Challenges
1. According to the GM article, in what year did Rick Wagoner earn his MBA from Harvard Business School?
2. From the GM article, write out word for word the stretch that starts at the words "Anyone who thought" and ends after "and Bob Lutz.".

Excerpt
◆ ◆ ◆ ◆ ◆ ◆ ◆

GENERAL MOTORS IMPLODES ON “60 MINUTES”
WHAT HAVE RICK WAGONER AND BOB LUTZ DONE FOR ANYONE LATELY? NOTHING.
Anyone who thought there was a chance of General Motors succeeding while keeping things “business as usual” only had to watch the April 2, 2006 edition of “60 MINUTES” on CBS-TV to understand the two main reasons we are seeing the destruction of what was once the world’s greatest and most profitable manufacturing corporation: Rick Wagoner and Bob Lutz.
Wagoner evidently thinks there is only thing wrong with GM: Unions.
Rick Wagoner was born in Wilmington, Delaware (legal home to many of America's biggest corporations) and grew up in Richmond, VA. He received a bachelor's degree in economics from Duke in 1975 and an MBA from Harvard Business School in 1977. No word from Wikipedia on whether he ever owned a car in his youth.
After Harvard, he joined GM as an analyst in the treasurer's office. In 1981 he became treasurer of GM do Brazil, and later served as managing director. In 1992 he was named GM's chief financial officer, in 1994 he became executive vice president and/or president of North American Operations, and in 1998 he was named president and chief operating officer. He became president and chief executive officer in June 2000 and was elected chairman on May 1, 2003.
In April 2005 Wagoner took back personal control of GM's North American car division in light of its poor performance.
Asked by “60 MINUTES” reporter Steve Kroft, “How did GM get into this position?” of near-bankruptcy, Wagoner didn’t skip a beat as he talked about the “long, almost 100-year history” of GM, and the many costs for worker’s health care and retiree’s benefits built into the cost of every GM car and truck, estimated to be almost $2,000 per vehicle.
Wagoner believes the only thing GM has done wrong in the past 30 years was to sign union agreements which, he told “60 MINUTES”, seemed “cheap at the time”, but which in the long run turned out to be another story.

◆ ◆ ◆ ◆ ◆ ◆ ◆

Data extract
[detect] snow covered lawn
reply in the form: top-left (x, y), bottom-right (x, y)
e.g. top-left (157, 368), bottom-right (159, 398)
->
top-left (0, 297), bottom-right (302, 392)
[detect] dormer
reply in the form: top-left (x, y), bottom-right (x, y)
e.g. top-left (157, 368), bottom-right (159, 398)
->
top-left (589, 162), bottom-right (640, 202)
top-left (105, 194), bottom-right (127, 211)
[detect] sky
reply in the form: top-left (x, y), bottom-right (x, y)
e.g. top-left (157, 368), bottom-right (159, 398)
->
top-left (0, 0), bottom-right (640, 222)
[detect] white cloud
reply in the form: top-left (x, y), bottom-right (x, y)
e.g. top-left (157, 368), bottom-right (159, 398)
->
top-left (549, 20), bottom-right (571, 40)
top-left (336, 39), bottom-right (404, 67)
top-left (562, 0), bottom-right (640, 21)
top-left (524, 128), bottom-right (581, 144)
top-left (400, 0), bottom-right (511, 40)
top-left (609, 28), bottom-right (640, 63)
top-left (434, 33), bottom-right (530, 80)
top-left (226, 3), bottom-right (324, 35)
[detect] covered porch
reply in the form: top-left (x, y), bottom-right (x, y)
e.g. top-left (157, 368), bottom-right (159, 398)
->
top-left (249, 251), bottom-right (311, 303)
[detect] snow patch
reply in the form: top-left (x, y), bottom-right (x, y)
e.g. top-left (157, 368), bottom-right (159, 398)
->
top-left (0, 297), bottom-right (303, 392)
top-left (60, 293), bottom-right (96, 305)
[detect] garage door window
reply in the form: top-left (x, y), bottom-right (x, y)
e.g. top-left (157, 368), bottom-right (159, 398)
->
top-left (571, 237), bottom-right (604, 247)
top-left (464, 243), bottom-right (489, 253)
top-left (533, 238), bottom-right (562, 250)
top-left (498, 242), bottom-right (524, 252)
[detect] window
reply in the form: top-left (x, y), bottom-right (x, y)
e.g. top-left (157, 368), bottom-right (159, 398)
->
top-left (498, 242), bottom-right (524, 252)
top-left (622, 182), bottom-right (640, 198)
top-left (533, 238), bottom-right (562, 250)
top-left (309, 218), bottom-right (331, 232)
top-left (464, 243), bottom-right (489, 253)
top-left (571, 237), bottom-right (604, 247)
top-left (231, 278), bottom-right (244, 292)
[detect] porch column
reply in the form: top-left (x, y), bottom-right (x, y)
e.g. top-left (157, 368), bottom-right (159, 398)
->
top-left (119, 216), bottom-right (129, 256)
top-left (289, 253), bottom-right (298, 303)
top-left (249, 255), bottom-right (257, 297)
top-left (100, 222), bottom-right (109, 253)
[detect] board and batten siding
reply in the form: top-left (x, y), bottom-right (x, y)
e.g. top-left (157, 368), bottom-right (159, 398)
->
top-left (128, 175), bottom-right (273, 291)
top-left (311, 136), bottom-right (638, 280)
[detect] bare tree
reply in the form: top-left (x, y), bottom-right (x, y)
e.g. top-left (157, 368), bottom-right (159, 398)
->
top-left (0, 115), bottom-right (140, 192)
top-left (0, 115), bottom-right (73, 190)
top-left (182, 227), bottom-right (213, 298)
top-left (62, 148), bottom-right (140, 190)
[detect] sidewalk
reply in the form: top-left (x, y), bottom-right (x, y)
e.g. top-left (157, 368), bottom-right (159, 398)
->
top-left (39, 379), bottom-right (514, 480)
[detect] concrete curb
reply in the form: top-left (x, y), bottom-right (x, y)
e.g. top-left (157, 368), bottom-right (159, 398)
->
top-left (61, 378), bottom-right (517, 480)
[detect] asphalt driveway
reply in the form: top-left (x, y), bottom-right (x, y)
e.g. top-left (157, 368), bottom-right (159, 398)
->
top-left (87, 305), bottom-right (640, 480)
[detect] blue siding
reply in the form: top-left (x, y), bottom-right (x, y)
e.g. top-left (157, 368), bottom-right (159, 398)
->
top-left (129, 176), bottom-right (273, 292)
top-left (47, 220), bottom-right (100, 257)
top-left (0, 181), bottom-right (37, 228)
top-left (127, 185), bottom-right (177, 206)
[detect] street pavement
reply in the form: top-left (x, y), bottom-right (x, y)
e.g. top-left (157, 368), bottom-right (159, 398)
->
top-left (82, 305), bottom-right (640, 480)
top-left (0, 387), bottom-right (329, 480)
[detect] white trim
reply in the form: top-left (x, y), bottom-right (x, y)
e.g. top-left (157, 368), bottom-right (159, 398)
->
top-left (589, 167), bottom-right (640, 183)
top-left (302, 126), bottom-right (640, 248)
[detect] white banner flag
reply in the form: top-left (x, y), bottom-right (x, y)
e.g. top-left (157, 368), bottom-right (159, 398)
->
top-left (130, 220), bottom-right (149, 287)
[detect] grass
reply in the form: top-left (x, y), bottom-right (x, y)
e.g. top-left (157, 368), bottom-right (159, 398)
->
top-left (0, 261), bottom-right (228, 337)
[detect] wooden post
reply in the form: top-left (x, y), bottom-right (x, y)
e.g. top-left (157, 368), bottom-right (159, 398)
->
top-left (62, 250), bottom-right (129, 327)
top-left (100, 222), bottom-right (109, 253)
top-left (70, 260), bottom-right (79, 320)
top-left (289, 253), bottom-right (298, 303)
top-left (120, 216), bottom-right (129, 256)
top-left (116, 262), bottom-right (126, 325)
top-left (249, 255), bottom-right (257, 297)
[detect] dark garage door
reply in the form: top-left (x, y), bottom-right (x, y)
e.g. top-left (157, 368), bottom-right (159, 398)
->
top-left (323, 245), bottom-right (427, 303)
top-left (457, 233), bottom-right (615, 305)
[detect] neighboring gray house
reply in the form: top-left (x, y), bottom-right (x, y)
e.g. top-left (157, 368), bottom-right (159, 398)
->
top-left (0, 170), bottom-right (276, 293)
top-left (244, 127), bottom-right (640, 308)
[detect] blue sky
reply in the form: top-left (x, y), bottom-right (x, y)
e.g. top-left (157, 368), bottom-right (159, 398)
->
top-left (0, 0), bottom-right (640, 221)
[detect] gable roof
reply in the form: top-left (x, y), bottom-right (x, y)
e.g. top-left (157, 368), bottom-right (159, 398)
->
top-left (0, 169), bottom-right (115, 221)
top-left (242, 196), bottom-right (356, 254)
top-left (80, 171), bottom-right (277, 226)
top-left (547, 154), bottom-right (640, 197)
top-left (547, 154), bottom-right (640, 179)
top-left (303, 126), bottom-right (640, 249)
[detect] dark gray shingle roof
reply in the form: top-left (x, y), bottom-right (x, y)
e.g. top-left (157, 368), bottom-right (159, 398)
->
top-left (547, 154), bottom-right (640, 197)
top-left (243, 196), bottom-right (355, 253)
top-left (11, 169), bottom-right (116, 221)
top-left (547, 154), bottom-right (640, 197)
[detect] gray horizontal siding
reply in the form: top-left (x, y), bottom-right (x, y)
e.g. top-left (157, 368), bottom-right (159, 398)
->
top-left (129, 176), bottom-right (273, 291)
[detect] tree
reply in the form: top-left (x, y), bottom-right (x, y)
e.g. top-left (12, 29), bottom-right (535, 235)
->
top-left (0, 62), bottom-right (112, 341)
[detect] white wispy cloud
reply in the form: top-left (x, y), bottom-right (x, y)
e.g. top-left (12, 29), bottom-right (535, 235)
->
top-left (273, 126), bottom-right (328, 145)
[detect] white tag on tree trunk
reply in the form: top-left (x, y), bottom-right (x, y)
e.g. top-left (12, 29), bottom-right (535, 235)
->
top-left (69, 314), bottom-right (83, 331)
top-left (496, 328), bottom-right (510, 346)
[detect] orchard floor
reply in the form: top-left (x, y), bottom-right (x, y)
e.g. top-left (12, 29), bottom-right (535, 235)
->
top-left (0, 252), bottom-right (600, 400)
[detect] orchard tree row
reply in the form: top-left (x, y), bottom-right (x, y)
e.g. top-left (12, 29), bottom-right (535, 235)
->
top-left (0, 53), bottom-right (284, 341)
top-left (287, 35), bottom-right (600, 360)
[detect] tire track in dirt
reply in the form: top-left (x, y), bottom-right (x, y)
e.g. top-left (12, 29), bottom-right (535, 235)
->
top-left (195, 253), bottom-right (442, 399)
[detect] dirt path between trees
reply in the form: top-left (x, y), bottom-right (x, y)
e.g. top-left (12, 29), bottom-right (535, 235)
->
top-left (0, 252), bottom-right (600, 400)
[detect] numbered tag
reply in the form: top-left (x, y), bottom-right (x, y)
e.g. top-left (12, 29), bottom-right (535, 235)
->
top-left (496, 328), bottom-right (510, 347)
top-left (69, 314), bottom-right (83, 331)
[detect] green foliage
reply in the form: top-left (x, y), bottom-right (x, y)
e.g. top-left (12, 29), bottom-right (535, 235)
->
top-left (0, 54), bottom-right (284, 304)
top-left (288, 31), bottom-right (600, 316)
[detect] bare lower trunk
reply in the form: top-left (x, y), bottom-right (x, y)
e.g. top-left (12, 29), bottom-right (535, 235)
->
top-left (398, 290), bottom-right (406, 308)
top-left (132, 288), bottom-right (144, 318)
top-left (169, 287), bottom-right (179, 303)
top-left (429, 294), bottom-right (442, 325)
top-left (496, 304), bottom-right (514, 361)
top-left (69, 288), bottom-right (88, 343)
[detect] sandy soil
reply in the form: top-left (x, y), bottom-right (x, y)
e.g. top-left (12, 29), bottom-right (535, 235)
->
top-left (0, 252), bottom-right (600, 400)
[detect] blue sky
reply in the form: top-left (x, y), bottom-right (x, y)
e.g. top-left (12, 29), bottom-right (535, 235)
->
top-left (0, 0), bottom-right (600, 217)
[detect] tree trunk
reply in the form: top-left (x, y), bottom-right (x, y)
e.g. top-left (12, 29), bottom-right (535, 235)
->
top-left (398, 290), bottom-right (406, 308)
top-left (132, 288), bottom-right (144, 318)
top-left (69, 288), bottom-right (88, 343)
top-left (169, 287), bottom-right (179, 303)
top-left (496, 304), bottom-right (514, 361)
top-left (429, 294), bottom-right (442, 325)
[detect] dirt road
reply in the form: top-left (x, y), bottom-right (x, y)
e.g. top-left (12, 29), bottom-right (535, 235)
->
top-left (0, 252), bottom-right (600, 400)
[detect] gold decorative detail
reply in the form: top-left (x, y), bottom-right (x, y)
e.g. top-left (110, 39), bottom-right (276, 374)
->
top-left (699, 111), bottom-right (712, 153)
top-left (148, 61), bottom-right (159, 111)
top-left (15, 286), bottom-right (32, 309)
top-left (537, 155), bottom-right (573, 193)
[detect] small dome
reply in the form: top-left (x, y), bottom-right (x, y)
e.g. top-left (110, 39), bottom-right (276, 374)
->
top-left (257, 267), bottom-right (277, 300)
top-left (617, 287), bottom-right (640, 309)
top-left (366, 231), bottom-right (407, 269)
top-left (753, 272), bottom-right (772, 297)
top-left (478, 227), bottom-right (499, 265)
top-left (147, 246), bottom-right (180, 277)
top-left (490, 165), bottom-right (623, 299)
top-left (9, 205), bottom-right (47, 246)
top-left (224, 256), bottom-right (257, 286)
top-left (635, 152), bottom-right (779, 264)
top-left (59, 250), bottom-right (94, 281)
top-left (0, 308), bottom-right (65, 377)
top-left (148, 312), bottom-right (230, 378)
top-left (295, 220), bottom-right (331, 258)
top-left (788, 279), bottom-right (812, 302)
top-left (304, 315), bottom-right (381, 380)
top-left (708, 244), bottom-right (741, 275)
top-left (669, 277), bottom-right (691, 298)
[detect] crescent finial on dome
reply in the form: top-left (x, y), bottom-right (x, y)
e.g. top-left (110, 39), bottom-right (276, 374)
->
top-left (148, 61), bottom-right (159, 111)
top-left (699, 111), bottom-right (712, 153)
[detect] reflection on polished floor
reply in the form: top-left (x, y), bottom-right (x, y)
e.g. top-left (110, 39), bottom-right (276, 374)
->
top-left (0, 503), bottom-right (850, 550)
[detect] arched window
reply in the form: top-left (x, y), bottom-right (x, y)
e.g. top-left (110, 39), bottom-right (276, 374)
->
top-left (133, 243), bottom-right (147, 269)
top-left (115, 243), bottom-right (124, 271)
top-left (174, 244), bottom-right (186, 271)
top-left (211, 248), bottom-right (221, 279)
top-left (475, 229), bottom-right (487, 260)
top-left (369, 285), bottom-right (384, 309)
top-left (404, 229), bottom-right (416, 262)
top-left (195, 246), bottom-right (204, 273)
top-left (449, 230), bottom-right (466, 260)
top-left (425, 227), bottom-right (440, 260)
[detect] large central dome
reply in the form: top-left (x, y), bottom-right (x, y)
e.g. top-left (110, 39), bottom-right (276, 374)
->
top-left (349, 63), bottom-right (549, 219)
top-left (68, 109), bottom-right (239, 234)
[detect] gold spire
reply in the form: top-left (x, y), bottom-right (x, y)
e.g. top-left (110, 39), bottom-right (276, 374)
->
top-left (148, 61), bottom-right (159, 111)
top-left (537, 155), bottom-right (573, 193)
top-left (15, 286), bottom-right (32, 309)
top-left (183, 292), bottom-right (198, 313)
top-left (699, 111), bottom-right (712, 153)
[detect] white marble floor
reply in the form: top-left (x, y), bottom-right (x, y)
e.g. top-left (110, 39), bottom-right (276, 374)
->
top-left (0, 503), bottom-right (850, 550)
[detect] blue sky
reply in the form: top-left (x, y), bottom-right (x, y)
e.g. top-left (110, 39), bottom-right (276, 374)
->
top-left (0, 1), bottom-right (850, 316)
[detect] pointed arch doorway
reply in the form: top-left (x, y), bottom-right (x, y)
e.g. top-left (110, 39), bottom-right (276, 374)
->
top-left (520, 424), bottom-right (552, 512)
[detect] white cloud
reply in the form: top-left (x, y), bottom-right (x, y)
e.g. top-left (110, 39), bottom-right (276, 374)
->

◆ ◆ ◆ ◆ ◆ ◆ ◆

Solution list
1. 1977

2.
Anyone who thought there was a chance of General Motors succeeding while keeping things “business as usual” only had to watch the April 2, 2006 edition of “60 MINUTES” on CBS-TV to understand the two main reasons we are seeing the destruction of what was once the world’s greatest and most profitable manufacturing corporation: Rick Wagoner and Bob Lutz.